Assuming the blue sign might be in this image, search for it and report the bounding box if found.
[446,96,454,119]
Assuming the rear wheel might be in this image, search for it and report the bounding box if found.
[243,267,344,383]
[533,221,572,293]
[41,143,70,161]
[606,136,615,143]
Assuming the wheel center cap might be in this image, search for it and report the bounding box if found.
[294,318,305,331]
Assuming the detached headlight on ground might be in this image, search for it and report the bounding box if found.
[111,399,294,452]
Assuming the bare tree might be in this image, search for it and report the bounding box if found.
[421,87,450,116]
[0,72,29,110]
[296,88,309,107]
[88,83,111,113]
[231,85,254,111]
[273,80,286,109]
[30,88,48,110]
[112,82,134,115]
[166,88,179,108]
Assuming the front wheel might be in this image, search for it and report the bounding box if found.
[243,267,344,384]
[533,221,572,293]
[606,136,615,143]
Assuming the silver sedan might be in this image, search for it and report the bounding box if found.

________________________

WHAT IS EXPECTED: Your reply must be the entries above, returned word for word.

SOLUTION TO THIS PROBLEM:
Assuming the blue sign might be in this image, search for it and report the bounding box if found.
[446,96,454,119]
Assuming the rear wheel might be in this image, search for it and report the bounding box if found.
[243,267,344,383]
[533,221,572,293]
[41,143,70,161]
[606,136,615,143]
Assuming the wheel center cap might be in this image, search for it and report the bounding box if found.
[294,318,305,331]
Assuming the detached headlight on ground might be in this image, search for it and report the bounding box if found.
[111,399,294,452]
Assuming the bare tree might be in this image, search for it and report the bounding box if found.
[421,87,450,116]
[0,72,29,110]
[296,88,309,107]
[88,83,111,113]
[231,85,254,111]
[273,80,286,109]
[30,88,48,110]
[112,82,134,115]
[166,88,179,108]
Assuming the front wheel might be in this image, search for it and report the bounding box if found.
[243,267,344,384]
[533,221,572,293]
[606,136,615,143]
Assuming the silver sedan might be in this image, search for it and report the bounding box if found.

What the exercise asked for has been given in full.